BEGIN THE RECORDS

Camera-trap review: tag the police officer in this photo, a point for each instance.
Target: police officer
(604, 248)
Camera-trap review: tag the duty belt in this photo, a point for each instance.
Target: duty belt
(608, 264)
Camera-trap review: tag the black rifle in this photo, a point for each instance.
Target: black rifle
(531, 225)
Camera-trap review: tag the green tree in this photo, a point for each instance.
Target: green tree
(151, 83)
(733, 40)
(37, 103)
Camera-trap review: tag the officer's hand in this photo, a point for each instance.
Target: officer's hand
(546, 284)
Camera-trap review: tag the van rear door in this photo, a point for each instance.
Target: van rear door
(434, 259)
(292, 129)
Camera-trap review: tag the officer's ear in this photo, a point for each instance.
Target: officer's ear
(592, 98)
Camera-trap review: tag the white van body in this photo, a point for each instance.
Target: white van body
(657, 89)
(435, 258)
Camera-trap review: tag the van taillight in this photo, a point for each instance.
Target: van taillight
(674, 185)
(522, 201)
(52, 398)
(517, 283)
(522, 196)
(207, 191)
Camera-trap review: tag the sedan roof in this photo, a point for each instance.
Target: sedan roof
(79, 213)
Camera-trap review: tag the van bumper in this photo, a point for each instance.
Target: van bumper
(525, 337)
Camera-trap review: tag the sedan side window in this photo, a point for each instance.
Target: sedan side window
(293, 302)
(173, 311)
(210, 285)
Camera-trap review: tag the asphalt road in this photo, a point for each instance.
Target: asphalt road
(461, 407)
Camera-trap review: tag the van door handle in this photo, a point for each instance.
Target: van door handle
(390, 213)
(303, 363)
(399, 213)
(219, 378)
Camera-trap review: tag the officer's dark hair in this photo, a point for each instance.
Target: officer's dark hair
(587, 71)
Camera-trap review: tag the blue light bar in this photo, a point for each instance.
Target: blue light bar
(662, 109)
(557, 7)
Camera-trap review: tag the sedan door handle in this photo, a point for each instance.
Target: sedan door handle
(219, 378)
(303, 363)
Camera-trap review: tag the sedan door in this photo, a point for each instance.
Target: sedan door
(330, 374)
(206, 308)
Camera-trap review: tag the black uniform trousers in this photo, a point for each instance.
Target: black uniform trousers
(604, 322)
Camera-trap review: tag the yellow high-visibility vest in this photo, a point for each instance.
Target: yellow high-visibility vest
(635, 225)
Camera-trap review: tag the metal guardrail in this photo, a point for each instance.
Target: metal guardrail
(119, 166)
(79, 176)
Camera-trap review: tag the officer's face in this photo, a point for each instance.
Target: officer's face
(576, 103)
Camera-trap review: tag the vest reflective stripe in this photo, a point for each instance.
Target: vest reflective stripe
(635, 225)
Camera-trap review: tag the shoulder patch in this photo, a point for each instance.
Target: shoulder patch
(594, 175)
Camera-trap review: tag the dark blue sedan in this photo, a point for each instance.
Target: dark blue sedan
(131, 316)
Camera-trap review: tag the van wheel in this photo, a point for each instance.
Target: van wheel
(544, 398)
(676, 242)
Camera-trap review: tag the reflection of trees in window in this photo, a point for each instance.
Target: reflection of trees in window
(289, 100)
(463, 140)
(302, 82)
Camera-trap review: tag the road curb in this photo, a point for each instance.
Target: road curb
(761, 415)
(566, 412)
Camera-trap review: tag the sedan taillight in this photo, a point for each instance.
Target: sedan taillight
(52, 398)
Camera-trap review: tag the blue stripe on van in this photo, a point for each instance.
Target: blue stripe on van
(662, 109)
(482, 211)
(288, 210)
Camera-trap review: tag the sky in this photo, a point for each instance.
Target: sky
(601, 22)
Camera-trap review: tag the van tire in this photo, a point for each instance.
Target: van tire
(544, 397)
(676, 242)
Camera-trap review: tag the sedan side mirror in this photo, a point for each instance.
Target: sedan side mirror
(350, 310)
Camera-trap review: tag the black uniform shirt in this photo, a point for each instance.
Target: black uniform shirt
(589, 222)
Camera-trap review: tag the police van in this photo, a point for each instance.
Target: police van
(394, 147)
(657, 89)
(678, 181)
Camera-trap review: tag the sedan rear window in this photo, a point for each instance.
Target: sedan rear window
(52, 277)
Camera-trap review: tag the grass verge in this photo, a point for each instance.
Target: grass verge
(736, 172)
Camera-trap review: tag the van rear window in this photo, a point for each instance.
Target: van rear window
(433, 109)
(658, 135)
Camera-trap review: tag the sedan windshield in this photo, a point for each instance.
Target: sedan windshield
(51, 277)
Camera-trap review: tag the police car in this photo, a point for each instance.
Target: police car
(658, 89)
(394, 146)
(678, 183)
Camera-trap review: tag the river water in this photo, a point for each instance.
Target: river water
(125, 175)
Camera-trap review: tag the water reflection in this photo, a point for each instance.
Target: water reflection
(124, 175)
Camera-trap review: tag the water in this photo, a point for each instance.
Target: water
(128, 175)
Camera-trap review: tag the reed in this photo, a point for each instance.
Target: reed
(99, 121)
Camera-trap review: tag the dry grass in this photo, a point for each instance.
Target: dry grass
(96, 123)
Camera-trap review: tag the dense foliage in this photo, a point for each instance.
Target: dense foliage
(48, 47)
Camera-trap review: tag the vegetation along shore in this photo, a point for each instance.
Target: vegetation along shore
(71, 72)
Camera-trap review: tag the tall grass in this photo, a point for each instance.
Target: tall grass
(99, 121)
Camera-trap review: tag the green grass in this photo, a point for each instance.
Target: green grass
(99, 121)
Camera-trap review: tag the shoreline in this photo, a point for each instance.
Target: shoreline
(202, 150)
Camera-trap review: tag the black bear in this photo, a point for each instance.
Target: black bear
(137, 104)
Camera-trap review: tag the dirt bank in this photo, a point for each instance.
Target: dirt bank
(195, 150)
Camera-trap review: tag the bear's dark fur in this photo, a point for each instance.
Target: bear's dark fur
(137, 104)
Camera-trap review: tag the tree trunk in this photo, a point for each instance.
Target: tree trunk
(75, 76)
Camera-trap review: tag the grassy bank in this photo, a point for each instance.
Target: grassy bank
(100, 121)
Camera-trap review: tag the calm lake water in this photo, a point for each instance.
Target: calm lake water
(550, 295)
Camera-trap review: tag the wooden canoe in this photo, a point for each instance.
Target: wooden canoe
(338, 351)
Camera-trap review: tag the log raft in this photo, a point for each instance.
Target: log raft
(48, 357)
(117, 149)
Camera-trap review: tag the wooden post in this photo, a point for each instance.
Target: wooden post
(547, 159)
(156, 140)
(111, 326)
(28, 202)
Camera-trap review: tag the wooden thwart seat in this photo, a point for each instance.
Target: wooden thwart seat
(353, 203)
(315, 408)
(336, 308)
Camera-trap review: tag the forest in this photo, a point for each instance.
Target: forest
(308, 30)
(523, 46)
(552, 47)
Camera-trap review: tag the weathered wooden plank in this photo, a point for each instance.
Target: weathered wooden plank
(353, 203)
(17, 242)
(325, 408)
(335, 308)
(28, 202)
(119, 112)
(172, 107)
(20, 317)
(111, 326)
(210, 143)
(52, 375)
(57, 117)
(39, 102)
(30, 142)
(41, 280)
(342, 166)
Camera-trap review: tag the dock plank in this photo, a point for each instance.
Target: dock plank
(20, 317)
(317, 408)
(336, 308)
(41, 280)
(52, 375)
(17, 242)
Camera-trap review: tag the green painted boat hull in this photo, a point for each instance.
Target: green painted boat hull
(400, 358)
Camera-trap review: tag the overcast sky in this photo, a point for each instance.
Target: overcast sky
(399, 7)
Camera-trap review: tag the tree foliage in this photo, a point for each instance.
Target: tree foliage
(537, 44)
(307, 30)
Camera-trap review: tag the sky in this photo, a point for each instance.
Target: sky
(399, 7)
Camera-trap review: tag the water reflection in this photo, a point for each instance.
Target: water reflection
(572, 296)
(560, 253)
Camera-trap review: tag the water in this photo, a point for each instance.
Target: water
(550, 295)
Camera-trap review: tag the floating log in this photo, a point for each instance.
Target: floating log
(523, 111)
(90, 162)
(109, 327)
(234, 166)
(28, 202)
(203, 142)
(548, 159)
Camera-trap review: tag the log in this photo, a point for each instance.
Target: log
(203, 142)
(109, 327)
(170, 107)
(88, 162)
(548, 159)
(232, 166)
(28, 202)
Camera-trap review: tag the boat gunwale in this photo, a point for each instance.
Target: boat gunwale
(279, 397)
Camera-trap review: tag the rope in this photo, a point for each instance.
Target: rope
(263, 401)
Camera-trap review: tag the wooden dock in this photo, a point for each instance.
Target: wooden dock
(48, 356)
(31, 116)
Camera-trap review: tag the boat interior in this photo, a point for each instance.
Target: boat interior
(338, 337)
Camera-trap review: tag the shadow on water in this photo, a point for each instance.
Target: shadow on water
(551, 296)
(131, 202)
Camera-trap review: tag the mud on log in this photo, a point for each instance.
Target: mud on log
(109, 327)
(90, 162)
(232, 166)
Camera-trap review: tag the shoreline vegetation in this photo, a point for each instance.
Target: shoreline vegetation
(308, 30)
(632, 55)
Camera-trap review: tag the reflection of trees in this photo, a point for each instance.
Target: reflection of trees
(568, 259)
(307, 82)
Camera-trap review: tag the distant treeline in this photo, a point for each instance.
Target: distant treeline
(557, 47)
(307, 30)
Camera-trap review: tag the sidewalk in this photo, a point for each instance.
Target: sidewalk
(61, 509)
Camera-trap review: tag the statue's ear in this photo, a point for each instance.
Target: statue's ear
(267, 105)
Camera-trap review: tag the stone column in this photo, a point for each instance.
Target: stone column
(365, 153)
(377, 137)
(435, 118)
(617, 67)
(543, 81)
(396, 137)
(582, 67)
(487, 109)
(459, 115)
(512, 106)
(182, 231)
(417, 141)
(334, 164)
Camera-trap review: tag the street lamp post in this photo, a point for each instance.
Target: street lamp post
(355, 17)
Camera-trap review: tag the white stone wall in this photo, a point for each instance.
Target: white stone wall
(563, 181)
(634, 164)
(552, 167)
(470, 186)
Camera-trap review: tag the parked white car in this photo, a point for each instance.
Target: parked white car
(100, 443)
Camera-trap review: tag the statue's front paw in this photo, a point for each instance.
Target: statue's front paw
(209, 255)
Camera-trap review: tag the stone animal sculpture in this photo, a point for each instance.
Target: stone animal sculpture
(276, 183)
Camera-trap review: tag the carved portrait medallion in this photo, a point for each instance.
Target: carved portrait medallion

END THE RECORDS

TASK INSTRUCTIONS: In the data shown above, how many lines hold the string "medallion"? The answer is the number alone.

YOUR SOLUTION: 2